E aqui, este tema já falamos é a balança de pagamentos portuguesa, aqui em baixo está o deficit, corrente e aqui em cima esta a maneira de o pagar. Paga-se em parte pela entrada de capital, dos estrangeiros que investem no país e depois pelo endividamento bancário, que é a chamada balança financeira, ou endividamento bancário no exterior, que a soma destes dois é o simétrico disto, estão a ver? Ao nível zero, e a soma destes dois é o simétrico disto e portanto é evidente que grande maioria de um deficit que cada vez se torna maior é financiado através de um financiamento externo, do crédito bancário que evidentemente nos põe numa posição cada vez mais difícil. (Bom, isto é um tema que depois vamos ver a seguir).

Muito bem, ponto seguinte agora, como é que se torna o país mais produtivo? Isto é, como é que nós aumentamos o PIB, como é que nós em lugar de uma política de austeridade realmente só serve para resolver problemas momentâneos, digamos, mas não é uma política de longo prazo, não é, como é que nós alteramos esta situação dramática através de um aumento do PIB? Por onde? Vamos a uma questão um bocadinho mais… Um bocadinho prévia a esta. Porque é que o PIB não aumenta mais? Porque é que tendo nós despesa a mais, como já vimos, tanta gente desempregada, tantas empresas que gostariam de produzir mais, de ter mais actividade, etc., etc., porque é que o PIB não aumenta? (Pode ser aqui, você já falou há bocadinho. Tem de dizer o nome).

 
Luís Pombo
Luís Pombo, do grupo amarelo. Eu penso que há um problema estrutural que toda a gente admite que é a educação, que é, antes de mais, o grande motor para a competitividade e para a produtividade como falava o colega lá atrás. E se esse aspecto está descurado obviamente que o PIB não pode crescer porque não estamos a investir com qualidade, não estamos a ser produtivos, não conseguimos competir lá fora.

# [REGISTOS DE DADOS]

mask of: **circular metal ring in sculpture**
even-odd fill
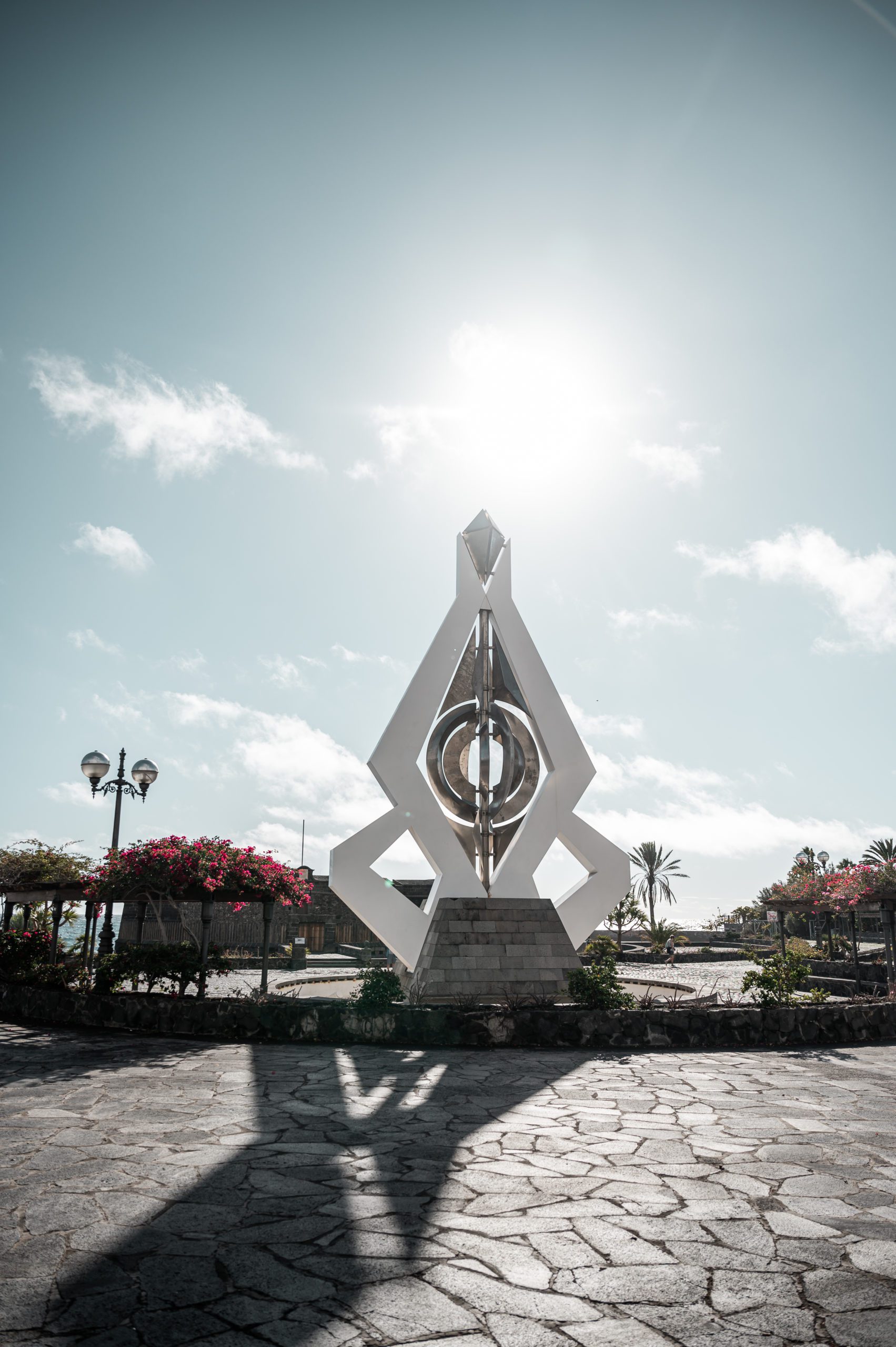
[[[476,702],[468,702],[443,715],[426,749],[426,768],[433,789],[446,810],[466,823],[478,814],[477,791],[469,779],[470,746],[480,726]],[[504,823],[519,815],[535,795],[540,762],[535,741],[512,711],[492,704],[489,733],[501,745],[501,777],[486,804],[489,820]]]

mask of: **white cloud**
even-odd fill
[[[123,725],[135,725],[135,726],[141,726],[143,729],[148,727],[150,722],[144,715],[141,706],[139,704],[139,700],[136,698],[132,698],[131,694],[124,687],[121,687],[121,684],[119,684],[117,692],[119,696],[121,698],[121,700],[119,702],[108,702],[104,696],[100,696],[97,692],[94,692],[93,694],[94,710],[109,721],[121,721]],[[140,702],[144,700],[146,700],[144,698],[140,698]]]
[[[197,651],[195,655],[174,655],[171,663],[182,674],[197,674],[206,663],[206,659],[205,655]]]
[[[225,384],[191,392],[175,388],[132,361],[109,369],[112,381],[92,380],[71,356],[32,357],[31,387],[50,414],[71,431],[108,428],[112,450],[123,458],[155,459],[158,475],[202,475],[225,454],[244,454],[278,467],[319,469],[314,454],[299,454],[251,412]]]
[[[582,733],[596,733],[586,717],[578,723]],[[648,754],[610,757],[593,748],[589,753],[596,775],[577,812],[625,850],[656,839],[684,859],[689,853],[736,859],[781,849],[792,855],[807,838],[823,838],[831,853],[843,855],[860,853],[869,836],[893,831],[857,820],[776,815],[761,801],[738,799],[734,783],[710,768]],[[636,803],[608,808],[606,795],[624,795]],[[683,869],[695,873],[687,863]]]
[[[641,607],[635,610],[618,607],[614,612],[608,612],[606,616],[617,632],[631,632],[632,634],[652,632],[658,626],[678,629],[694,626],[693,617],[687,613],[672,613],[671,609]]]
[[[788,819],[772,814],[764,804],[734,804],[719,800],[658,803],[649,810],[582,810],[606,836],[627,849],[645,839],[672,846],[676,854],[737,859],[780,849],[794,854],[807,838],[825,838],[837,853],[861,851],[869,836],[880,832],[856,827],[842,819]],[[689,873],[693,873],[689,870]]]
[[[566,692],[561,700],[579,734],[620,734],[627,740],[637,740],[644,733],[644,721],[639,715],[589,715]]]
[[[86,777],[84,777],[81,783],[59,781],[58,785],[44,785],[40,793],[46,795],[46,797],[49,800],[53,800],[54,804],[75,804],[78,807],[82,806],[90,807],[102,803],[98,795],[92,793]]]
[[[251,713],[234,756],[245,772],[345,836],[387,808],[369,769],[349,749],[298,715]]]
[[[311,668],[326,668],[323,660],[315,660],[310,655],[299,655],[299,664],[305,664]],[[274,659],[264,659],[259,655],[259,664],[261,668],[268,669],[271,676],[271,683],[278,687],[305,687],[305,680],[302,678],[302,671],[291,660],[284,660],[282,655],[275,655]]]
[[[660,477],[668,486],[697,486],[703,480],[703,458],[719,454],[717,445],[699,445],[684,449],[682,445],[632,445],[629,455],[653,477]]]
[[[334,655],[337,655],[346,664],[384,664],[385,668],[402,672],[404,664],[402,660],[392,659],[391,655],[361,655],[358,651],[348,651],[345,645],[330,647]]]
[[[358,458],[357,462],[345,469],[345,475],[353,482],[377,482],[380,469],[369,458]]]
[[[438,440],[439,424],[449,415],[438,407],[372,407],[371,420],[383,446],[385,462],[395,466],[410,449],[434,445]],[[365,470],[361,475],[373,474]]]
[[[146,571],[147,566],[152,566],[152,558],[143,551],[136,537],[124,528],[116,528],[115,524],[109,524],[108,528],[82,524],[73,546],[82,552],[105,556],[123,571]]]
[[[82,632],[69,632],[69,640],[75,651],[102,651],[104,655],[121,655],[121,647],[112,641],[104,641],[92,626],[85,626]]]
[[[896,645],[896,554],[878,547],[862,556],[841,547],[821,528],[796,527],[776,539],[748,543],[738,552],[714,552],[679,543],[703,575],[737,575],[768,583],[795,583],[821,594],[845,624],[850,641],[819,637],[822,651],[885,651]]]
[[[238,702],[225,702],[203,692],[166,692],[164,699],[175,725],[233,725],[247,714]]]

---

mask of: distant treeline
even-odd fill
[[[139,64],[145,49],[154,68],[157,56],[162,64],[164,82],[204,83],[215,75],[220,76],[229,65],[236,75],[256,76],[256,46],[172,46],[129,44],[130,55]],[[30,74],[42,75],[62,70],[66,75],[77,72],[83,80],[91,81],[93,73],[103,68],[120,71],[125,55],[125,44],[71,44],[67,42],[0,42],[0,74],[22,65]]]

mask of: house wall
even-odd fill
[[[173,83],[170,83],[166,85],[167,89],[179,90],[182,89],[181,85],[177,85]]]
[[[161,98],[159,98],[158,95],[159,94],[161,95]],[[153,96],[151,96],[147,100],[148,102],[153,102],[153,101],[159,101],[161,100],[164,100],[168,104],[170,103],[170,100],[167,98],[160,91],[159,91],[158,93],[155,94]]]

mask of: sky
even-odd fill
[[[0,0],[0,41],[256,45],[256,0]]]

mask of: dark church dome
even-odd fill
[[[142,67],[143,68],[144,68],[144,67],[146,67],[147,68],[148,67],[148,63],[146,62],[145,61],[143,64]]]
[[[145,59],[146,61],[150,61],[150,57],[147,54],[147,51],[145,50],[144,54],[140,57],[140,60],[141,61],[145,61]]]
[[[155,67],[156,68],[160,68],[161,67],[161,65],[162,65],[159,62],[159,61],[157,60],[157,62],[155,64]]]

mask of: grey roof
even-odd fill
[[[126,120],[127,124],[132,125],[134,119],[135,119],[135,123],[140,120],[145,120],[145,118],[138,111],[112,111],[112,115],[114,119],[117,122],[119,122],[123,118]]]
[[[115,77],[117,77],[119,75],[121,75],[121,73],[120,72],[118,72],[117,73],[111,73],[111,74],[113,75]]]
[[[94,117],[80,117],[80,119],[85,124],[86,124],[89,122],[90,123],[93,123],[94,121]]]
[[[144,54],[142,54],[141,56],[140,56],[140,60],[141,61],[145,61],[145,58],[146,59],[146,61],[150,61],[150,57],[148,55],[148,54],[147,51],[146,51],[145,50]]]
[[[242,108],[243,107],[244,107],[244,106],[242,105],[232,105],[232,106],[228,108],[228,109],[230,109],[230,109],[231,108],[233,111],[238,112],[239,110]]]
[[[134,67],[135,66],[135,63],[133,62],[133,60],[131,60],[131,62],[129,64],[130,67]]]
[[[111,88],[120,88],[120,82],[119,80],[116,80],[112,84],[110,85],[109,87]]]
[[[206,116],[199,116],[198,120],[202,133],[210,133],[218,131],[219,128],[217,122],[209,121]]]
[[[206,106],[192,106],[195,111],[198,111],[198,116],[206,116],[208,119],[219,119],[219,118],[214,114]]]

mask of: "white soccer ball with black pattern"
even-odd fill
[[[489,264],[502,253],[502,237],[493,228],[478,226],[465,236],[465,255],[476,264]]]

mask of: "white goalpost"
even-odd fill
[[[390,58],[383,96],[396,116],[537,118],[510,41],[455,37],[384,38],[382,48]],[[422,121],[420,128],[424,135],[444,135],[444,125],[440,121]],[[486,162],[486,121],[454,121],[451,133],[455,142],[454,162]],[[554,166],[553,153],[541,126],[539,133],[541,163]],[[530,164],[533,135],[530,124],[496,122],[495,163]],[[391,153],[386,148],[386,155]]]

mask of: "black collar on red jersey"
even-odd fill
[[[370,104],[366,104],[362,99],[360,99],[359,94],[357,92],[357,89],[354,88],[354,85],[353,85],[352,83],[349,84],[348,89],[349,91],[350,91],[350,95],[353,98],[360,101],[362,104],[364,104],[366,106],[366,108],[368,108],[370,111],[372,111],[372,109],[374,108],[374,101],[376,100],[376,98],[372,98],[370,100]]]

--

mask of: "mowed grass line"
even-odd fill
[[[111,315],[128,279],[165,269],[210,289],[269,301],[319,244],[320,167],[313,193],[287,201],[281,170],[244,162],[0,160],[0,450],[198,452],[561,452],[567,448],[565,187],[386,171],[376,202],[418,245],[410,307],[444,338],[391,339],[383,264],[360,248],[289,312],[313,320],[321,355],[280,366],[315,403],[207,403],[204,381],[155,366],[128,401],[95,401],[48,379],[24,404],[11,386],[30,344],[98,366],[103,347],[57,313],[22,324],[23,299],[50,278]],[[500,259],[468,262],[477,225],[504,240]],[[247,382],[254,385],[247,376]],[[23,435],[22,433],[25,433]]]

# [O QUE FAZER]
1. Segundo o texto de leitura, como é financiada a grande maioria do défice?
2. Explique, com base no texto de leitura, porque é que Luís Pombo acha que o PIB não pode crescer.

# [RESPOSTAS]
1. Através de financiamento externo, do crédito bancário.

2. Para ele, a educação é um problema estrutural e o grande motor da competitividade e da produtividade. Como esse aspeto está descurado, não se investe com qualidade, não se é produtivo e não se consegue competir lá fora. Por isso o PIB não pode crescer.